EXTRAIT:

Une généalogie des approches gestionnaires de la RSE et du développement durable

Une généalogie des approches gestionnaires de la RSE et du développement durable 

Les débats concernant la capacité de la biosphère à soutenir le développement économique et humain ne sont pas nouveaux (Malthus, 1798; Randers et Meadows, 1972). La notion de développement durable, si elle se constitue dans la continuité de ces interrogations, est apparue plus récemment : il faut attendre 1987 pour disposer d’une définition canonique du concept, proposée dans le rapport Bruntland comme « un développement apte à répondre aux besoins des générations présentes sans compromettre la capacité des générations futures à répondre aux leurs » (Bruntland, 1987). Jusqu’à une période plus récente encore, le concept a été principalement mobilisé dans le champ des politiques publiques ou l’économie du développement (pour une histoire du concept dans le champ politique et économique, cf. Godard, 1994 ; Sachs, 1998 ; Aggeri, 2004).

L’appropriation massive de la notion de développement durable par les entreprises constitue ainsi un phénomène nouveau, remontant à la fin des années 90 (Aggeri et al., 2005). Par ailleurs, la notion de développement durable n’a pas le même sens dans le débat politique et dans l’entreprise. Plutôt qu’une simple transposition, l’importation du concept de développement durable dans le champ managérial a été l’occasion de réactualiser et de généraliser le concept de Responsabilité Sociale de l’Entreprise (RSE / Corporate Social Responsibility  CSR- en anglais). Au-delà des débats sur la préservation des ressources et l’équité inter- et intra-générationnelle, la RSE renvoie à l’acceptabilité des activités de l’entreprise et à l’intégration de l’entreprise à la société.

CONSIGNES DE TRAVAIL: Relevez, dans l'ordre d'apparition, chacune des références bibliographiques entre parenthèses de l'extrait sur la RSE et le développement durable, sous la forme auteur, année.

DONNÉES BRUTES:
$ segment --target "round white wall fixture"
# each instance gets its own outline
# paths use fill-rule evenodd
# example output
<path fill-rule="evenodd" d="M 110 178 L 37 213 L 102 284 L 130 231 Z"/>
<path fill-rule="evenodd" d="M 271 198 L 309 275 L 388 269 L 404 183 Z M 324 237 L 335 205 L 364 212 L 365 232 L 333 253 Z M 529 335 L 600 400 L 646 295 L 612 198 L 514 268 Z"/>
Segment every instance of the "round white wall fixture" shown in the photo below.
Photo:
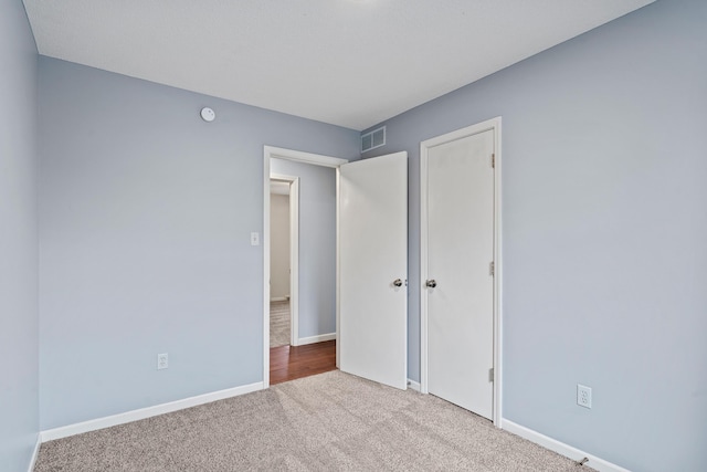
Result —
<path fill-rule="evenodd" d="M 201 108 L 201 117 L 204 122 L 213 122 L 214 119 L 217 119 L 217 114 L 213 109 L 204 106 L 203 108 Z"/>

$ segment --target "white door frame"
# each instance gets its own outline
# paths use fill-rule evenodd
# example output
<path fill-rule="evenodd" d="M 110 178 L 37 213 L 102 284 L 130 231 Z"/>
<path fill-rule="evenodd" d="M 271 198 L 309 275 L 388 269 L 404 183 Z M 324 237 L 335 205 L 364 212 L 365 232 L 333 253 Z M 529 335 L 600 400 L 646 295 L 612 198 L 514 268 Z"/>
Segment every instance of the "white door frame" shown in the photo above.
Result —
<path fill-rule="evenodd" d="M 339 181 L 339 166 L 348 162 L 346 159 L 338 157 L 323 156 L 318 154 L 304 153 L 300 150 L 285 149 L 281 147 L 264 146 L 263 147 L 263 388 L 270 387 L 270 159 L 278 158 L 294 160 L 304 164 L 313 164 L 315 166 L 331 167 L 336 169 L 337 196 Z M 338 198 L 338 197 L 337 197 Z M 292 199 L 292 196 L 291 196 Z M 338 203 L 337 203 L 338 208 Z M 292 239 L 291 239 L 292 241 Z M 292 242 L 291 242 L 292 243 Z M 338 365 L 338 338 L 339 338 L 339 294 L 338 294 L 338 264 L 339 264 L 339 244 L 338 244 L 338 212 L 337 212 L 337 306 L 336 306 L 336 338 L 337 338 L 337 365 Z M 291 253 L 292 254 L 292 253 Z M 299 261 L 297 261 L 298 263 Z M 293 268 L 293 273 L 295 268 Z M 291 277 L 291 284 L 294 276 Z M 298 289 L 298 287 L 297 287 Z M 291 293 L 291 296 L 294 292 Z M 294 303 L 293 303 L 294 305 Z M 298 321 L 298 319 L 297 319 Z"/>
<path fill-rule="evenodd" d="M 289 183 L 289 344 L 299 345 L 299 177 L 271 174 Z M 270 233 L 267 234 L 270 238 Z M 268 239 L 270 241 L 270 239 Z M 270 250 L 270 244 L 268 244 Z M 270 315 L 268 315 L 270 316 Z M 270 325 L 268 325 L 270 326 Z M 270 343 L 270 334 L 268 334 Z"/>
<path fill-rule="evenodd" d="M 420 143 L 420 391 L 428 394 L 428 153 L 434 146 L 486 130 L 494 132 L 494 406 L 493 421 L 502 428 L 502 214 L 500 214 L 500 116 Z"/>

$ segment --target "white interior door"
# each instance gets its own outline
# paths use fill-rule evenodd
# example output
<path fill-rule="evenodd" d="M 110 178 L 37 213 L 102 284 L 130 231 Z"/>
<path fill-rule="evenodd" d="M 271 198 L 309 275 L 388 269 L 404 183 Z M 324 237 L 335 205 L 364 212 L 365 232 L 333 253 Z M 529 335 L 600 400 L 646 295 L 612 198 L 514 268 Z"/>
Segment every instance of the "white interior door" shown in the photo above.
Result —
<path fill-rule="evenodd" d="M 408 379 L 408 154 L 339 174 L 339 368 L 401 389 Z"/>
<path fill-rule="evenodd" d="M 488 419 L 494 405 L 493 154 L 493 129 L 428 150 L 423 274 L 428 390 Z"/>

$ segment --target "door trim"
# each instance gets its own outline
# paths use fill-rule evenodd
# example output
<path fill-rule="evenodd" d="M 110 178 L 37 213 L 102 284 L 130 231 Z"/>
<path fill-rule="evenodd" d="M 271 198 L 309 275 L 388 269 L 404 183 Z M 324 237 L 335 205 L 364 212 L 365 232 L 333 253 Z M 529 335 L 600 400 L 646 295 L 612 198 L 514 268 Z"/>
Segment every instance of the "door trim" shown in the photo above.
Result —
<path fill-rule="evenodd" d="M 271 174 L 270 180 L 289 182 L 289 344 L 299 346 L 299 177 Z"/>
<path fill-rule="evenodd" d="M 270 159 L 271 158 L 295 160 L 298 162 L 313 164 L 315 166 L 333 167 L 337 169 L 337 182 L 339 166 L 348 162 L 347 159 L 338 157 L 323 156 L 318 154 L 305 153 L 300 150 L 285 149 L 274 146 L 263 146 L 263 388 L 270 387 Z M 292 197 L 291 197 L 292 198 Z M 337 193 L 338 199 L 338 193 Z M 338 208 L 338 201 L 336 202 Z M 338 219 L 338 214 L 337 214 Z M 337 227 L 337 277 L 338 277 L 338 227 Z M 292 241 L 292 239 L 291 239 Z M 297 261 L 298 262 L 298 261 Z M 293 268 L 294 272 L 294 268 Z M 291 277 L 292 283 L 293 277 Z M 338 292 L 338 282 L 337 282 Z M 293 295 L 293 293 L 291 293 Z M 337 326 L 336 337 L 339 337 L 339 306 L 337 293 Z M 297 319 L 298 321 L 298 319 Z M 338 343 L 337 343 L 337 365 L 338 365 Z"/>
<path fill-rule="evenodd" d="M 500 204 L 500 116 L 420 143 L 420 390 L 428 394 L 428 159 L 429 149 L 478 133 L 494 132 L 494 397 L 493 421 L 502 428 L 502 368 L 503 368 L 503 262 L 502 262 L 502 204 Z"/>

RÉPONSE FINALE:
- Malthus, 1798
- Randers et Meadows, 1972
- Bruntland, 1987
- Godard, 1994
- Sachs, 1998
- Aggeri, 2004
- Aggeri et al., 2005